EJERCICIO: Reproduce literalmente el fragmento del texto sobre el festival que empieza con las palabras "Sobre lo de" y termina con "las últimas décadas.".

BLOQUE DE TEXTO:
También hubo algunos otros desvíos de guión que tuvieron su jugo: el nu metal de Finlandia, la interesante mezcla de música tradicional y electrónica de Ucrania, el resultón synth pop de Israel y Lituania, el soul jazz de buena factura de los representantes de Portugal cantando por primera vez en inglés, los siempre elegantes Hooverphonic regresando después de mucho tiempo y representando muy dignamente a Bélgica y, sobre todo, la divertidísima aportación de los islandeses Dadi & Gagnamagnið, seguramente quienes mejor supieron leer la ocasión, riéndose de todo y de todos – incluidos ellos mismos – a lomos de una estupenda canción de pop electrónico. La tierra de Björk, Gus Gus y Sigur Rós siempre tiene algo especial.
Sobre lo de España y Blas Cantó, mejor correr un tupidísimo velo. Algún día alguien explicará cómo es posible enlazar tal sucesión de calamidades, como apuntaba la periodista Patricia Godes, autora de un reciente libro sobre el festival, hace unos días. Tan solo quedaron por detrás de España el triste alemán del ukelele y el representante británico (su canción no merecía el cero patatero: ¿factura por el Brexit?), quien al menos regó su pena en alcohol y se olvidó pronto de la congoja.
Alguien podrá explicar algún día la sucesión de calamidades enlazadas por España con las canciones que elige en las últimas décadas.
Pero el gato al agua se lo llevó finalmente Italia gracias al abrumador voto del público. Ahí fue donde ganaron de calle. Habrá quien lo vea como el triunfo del rock en un contexto en el que se cuestiona – con razón – su primacía como género dominante (y uno se imagina a detractores feroces del reggaeton pulsando sus móviles hasta dejarlos casi sin batería), pero si el rock que hay que reivindicar es el de los romanos Måneskin, apaga y vámonos. Resultón entre tanta sobredosis de sacarina, que siempre se agradecen un par de buenos guitarrazos, un pelín de lascivia y un chute de electricidad, pero caricaturesco hasta decir basta. Incluso con su miajita de escándalo: esa supuesta raya que se atizó su vocalista, que parecía un doble de Igor Paskual, ante las cámaras, que fue la comidilla de la noche, propició una denuncia por parte de la delegación francesa y llegó a ser desmentida por la propia banda italiana, que se sometió a un test antidrogas que dio negativo.

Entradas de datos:
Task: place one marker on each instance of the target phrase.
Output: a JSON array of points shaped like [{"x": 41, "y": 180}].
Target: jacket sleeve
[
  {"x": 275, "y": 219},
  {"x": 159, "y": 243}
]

RESPUESTA:
Sobre lo de España y Blas Cantó, mejor correr un tupidísimo velo. Algún día alguien explicará cómo es posible enlazar tal sucesión de calamidades, como apuntaba la periodista Patricia Godes, autora de un reciente libro sobre el festival, hace unos días. Tan solo quedaron por detrás de España el triste alemán del ukelele y el representante británico (su canción no merecía el cero patatero: ¿factura por el Brexit?), quien al menos regó su pena en alcohol y se olvidó pronto de la congoja.
Alguien podrá explicar algún día la sucesión de calamidades enlazadas por España con las canciones que elige en las últimas décadas.